■ Exercises:
[a] In three sentences, summarize the paper overview below.
[b] Continue the paper overview below from the point where it stops.

Ludovic Jean-Louis, Michel Gagnon, and Eric Charton from Canada, in their turn, address the quality of extraction of keywords from a document. They show how general encyclopedic knowledge extracted from Wikipedia can help in determining the importance and novelty of words and phrases in the text. They also personalize the keyword sets extracted from documents basing on the preferences of a specific user.

The next three papers belong to a very active area of research related with opinion mining, sentiment analysis, and analysis of social networks—topics that recently experiences a boom of interest from business, industry, and governmental bodies. Numerous applications of such research help companies understand the customers' opinions about their products, help users to make well-informed buying decisions, and help governmental bodies and political parties realize the effect of their actions and public opinion about their programs and candidates, which leads to better income businesses, better quality of life for consumers, and better democracy for citizens.

Narendra K. Gupta from the USA presents a method for extracting from Twitter messages phrases that describe problems with products or services. Using this information a company can improve the quality of its products and services by addressing the problems people note and mention in Twitter messages. Gupta shows that for this task simple statistical machine learning methods outperform expensive approaches based on manually crafted rules.

■ Data listing:
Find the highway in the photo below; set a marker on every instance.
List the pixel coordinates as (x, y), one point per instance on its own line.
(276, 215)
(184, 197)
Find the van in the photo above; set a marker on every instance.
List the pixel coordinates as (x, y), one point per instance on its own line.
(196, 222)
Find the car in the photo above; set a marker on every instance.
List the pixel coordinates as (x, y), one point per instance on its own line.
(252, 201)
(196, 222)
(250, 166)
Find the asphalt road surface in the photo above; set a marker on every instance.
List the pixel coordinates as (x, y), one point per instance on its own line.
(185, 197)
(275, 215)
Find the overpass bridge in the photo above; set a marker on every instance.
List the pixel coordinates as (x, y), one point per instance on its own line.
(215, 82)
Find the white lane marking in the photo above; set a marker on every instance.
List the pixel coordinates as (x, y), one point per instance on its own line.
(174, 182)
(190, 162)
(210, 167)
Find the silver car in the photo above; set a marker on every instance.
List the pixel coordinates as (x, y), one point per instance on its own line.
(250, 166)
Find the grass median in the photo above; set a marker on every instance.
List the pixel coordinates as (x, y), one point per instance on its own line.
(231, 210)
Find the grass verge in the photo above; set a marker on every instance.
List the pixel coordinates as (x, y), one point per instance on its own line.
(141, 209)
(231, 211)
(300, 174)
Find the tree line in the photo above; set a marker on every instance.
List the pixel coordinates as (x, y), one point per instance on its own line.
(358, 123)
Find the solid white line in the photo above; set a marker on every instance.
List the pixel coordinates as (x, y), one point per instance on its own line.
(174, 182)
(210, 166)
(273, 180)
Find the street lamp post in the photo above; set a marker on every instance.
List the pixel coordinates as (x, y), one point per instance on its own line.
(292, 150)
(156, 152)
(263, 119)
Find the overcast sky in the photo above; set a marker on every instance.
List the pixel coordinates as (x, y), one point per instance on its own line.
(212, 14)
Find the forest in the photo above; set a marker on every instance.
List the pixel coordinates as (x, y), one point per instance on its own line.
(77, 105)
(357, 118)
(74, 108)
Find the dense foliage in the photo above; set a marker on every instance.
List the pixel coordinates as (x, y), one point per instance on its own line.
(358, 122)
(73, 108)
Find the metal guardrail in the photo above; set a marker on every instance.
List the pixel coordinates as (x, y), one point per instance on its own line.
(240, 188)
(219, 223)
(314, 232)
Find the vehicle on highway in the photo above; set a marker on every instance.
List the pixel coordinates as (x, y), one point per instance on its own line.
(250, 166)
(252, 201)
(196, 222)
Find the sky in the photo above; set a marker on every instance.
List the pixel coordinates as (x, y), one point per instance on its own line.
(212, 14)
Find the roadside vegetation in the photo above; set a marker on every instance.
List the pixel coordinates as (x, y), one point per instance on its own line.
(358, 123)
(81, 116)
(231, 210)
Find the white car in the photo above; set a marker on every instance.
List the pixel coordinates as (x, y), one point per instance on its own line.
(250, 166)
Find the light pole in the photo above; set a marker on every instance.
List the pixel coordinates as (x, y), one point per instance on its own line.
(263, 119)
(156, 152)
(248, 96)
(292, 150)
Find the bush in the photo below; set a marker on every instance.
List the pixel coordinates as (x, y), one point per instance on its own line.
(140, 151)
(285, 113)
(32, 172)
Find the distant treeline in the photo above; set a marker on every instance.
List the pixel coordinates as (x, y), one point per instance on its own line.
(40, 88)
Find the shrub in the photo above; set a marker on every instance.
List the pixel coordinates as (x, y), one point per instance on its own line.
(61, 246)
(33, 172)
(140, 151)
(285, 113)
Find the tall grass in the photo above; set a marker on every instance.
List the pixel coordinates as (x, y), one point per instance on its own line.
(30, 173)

■ Responses per task:
[a] Ludovic Jean-Louis, Michel Gagnon, and Eric Charton from Canada show how encyclopedic knowledge from Wikipedia helps gauge the importance and novelty of words and phrases when extracting keywords, and they tailor the keyword sets to a specific user's preferences. The next three papers concern opinion mining, sentiment analysis, and social network analysis, which help companies understand customer opinions, help users make informed purchases, and help governmental bodies and political parties gauge public opinion. Narendra K. Gupta from the USA extracts phrases describing product or service problems from Twitter messages and finds that simple statistical machine learning methods outperform expensive approaches based on manually crafted rules.

[b]
Ali Balali, Hesham Faili, Masoud Asadpour and Mostafa Dehghani from Iran address the problem or re-constructing the thread structure in sets of user-contributed comments on company's webpages or in blogs: which messages were independent and started discussions, and which messages were replies or reactions on which other messages. This information is usually not available from the website, or is even not known to the hosting site: the users just add comments, in which they argue with, or reply to, previous posts without explicitly specifying this. However, knowing this structure is crucial for understanding the meaning of the conversation. Once more Balali et al. show that statistical machine learning methods perform well for the task.

Rachel Cotterill from the UK discusses the possibilities of revealing the structure of the relationships between people in social networks, such as identifying informal leaders and followers, influential people and their areas of influence. Traditionally only metadata of the social network messages have been used for this task. Cotterill shows how to use the full text of the messages in a social network to improve the accuracy of such analysis.

The next two papers are devoted to text mining, an area closely related to opinion mining. Text mining techniques allow to identify trends and commonalities in large collections of documents, with applications similar to those of opinion mining.

Delphine Battistelli, Thierry Charnois, Jean-Luc Minel, and Charles Teissèdre from France present a framework and a system capable of extracting events relevant for a given query from a large text corpus. Their system can re-construct a timeline of relevant events, even though they are mentioned in different documents. They apply their system to the analysis of a large body of news messages from a large news agency, and demonstrate that their results are deemed meaningful by professional journalists.

Solen Quiniou, Peggy Cellier, Thierry Charnois, and Dominique Legallois from France apply graph mining techniques to the task of detecting regularities in a large text corpus. Detecting such regularities is important for text mining and summarization as well as for linguistic analysis of large bodies of texts.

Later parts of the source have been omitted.